■ WHAT YOU NEED TO DO ■
In the entries below, find the line with "out the motorcyclist" and the line with "x=39, y=396"; give again those lines and every line between them, exactly.

MATERIAL PROVIDED: Begin

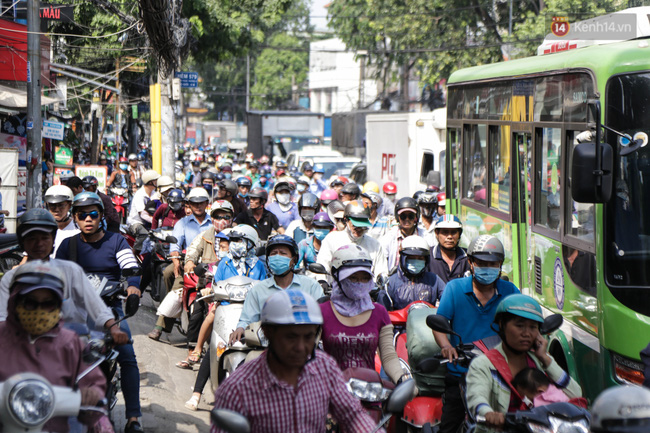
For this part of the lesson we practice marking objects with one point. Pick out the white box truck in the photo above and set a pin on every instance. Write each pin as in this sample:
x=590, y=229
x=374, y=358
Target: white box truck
x=406, y=148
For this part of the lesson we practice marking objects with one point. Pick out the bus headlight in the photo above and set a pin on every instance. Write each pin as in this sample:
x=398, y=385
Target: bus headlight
x=31, y=402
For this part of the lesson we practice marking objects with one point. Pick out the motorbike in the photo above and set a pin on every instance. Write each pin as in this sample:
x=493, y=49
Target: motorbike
x=234, y=422
x=229, y=296
x=10, y=252
x=120, y=198
x=160, y=240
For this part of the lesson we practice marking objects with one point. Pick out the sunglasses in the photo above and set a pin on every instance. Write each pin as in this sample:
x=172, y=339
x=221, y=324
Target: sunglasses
x=83, y=215
x=32, y=305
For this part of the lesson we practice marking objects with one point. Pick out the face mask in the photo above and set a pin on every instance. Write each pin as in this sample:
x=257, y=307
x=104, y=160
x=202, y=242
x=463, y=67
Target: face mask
x=283, y=198
x=356, y=291
x=37, y=322
x=486, y=275
x=415, y=266
x=279, y=265
x=307, y=215
x=321, y=233
x=238, y=249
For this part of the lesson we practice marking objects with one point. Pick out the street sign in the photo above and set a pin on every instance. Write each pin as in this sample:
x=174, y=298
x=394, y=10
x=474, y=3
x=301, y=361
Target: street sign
x=53, y=130
x=188, y=79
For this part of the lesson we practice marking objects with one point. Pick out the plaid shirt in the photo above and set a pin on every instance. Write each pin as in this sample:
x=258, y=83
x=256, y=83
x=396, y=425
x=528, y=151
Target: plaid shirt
x=273, y=406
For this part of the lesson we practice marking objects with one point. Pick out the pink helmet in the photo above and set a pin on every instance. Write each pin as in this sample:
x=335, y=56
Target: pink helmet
x=328, y=196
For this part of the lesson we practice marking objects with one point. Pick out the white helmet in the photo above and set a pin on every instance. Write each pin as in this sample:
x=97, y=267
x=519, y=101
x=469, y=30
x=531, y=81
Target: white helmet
x=291, y=307
x=198, y=195
x=165, y=183
x=247, y=232
x=150, y=176
x=223, y=205
x=58, y=194
x=621, y=409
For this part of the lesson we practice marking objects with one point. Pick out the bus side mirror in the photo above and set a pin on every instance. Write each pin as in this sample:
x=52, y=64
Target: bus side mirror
x=589, y=185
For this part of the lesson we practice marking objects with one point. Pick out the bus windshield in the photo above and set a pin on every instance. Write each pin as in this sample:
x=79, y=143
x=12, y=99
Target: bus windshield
x=627, y=232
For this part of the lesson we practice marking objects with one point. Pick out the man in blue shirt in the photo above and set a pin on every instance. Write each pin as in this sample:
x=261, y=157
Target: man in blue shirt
x=184, y=231
x=470, y=304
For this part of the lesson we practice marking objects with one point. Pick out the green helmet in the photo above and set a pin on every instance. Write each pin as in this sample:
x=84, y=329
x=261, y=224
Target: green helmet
x=520, y=305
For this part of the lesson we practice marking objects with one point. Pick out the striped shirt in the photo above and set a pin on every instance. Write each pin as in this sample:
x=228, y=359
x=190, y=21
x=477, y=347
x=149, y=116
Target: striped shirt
x=273, y=406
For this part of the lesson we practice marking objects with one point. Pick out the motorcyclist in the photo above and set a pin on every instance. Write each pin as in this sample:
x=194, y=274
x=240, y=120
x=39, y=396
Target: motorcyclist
x=264, y=221
x=428, y=203
x=308, y=248
x=58, y=200
x=113, y=221
x=292, y=386
x=185, y=231
x=448, y=260
x=517, y=318
x=412, y=281
x=353, y=326
x=34, y=336
x=613, y=413
x=35, y=231
x=139, y=220
x=104, y=255
x=300, y=229
x=470, y=304
x=357, y=221
x=407, y=215
x=283, y=208
x=281, y=259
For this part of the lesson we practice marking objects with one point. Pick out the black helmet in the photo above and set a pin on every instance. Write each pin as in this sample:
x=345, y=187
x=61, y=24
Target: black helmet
x=33, y=218
x=285, y=240
x=309, y=200
x=229, y=186
x=175, y=199
x=259, y=192
x=407, y=203
x=351, y=188
x=89, y=182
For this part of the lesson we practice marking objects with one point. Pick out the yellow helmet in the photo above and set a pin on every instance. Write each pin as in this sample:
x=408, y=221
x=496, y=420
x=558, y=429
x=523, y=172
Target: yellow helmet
x=371, y=186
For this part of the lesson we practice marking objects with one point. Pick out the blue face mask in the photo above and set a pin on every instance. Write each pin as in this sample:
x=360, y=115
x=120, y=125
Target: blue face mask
x=415, y=266
x=486, y=275
x=321, y=233
x=279, y=265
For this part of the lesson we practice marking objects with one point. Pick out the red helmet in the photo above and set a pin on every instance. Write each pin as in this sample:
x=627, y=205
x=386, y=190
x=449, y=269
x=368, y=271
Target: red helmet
x=390, y=188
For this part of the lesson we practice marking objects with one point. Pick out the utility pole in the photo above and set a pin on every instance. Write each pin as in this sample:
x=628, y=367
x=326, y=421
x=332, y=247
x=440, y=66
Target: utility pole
x=34, y=121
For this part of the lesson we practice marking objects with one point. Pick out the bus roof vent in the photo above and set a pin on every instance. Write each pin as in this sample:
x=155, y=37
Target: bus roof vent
x=619, y=26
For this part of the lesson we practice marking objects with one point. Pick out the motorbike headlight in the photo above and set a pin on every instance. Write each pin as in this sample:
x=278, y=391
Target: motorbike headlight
x=559, y=425
x=367, y=391
x=31, y=401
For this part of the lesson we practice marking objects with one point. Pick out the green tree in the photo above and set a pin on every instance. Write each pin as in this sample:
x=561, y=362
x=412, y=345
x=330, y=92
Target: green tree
x=278, y=70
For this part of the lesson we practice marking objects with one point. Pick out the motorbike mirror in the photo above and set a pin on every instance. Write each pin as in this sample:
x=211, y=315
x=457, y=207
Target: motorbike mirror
x=401, y=395
x=428, y=365
x=551, y=323
x=317, y=268
x=131, y=272
x=132, y=305
x=201, y=269
x=230, y=421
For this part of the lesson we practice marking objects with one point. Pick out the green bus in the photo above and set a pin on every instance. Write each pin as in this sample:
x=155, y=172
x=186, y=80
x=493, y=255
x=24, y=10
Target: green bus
x=512, y=129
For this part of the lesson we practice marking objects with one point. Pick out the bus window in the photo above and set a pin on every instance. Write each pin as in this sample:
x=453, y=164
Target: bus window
x=474, y=167
x=579, y=220
x=500, y=168
x=427, y=166
x=547, y=198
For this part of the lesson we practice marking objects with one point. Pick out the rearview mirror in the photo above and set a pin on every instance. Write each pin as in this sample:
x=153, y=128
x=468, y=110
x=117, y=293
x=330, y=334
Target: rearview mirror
x=587, y=184
x=551, y=323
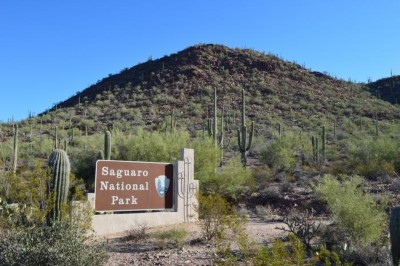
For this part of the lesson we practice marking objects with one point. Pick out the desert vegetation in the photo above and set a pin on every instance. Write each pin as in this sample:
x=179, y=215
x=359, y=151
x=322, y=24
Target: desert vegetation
x=319, y=153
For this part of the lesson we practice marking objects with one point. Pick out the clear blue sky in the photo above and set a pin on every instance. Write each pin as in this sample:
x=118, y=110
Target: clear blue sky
x=49, y=50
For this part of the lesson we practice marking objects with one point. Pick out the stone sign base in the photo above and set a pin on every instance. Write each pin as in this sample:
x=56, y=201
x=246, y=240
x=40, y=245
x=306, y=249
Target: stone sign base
x=184, y=209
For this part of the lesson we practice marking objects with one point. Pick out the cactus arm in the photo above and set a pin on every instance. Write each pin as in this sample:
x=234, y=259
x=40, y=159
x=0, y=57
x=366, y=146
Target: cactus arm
x=60, y=170
x=250, y=136
x=239, y=142
x=215, y=129
x=394, y=227
x=107, y=145
x=15, y=150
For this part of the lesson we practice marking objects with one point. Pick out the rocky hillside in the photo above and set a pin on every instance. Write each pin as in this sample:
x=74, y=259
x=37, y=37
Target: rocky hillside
x=276, y=90
x=387, y=89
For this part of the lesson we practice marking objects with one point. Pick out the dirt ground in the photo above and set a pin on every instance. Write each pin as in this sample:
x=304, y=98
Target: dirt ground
x=194, y=251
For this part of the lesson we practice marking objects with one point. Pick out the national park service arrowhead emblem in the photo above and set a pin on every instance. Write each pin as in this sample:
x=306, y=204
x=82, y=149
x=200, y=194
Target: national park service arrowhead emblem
x=162, y=185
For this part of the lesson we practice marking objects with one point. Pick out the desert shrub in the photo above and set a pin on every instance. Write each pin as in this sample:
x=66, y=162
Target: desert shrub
x=62, y=243
x=205, y=160
x=232, y=181
x=370, y=155
x=136, y=233
x=303, y=224
x=149, y=146
x=283, y=153
x=23, y=196
x=294, y=253
x=83, y=164
x=176, y=236
x=357, y=215
x=214, y=212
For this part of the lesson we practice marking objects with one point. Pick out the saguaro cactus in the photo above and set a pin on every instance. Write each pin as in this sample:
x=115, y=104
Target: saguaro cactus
x=323, y=138
x=107, y=145
x=394, y=227
x=15, y=150
x=59, y=186
x=244, y=145
x=212, y=123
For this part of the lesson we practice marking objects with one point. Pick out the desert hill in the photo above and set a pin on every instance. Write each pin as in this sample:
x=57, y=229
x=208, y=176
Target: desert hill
x=276, y=90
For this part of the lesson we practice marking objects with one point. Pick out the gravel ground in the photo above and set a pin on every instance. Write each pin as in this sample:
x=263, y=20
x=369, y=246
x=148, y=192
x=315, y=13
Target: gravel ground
x=194, y=252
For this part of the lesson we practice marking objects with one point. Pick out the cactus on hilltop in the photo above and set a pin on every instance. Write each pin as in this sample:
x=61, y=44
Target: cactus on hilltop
x=58, y=188
x=15, y=151
x=244, y=138
x=107, y=145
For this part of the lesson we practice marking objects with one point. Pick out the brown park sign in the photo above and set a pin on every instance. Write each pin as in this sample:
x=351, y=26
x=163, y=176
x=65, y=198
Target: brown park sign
x=132, y=186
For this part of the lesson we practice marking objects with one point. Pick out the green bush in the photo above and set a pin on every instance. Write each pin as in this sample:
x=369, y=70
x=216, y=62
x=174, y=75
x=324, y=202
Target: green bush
x=176, y=236
x=370, y=155
x=214, y=212
x=283, y=153
x=357, y=215
x=62, y=243
x=280, y=254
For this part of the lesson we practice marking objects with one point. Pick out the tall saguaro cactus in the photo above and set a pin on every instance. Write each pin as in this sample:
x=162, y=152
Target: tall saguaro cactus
x=59, y=186
x=244, y=145
x=394, y=227
x=212, y=123
x=323, y=138
x=15, y=150
x=107, y=145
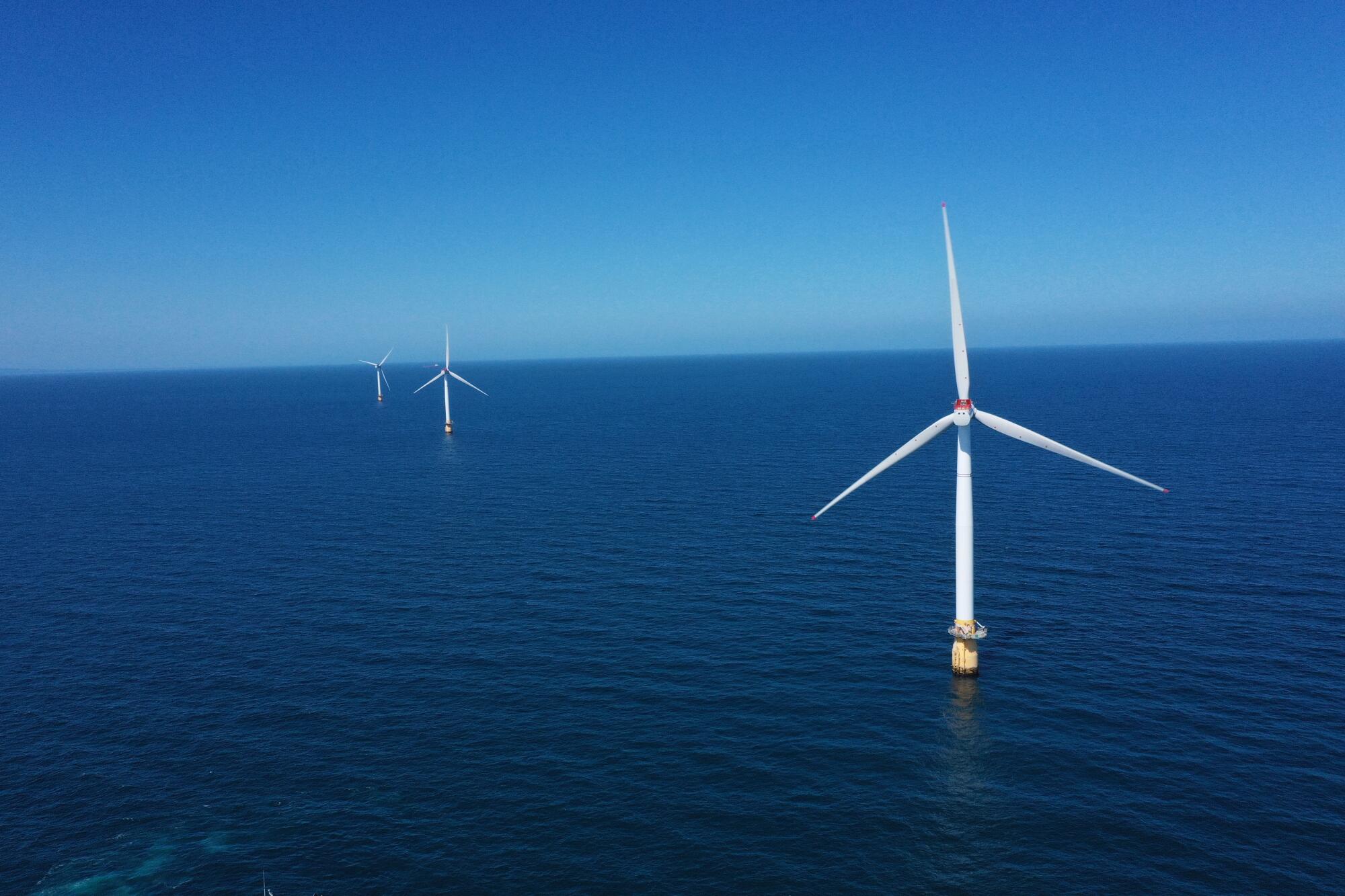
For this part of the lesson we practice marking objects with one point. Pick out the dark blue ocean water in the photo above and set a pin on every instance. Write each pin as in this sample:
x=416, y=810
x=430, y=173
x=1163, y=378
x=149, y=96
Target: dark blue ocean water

MATERIAL PROVIDED: End

■ REPLY TO THE TASK ■
For this part of the lesson we practice marking objects with one point. Pick out the motorcyclist in the photo above and set a pin on every instance. Write each pin as in this sample:
x=194, y=274
x=240, y=120
x=39, y=396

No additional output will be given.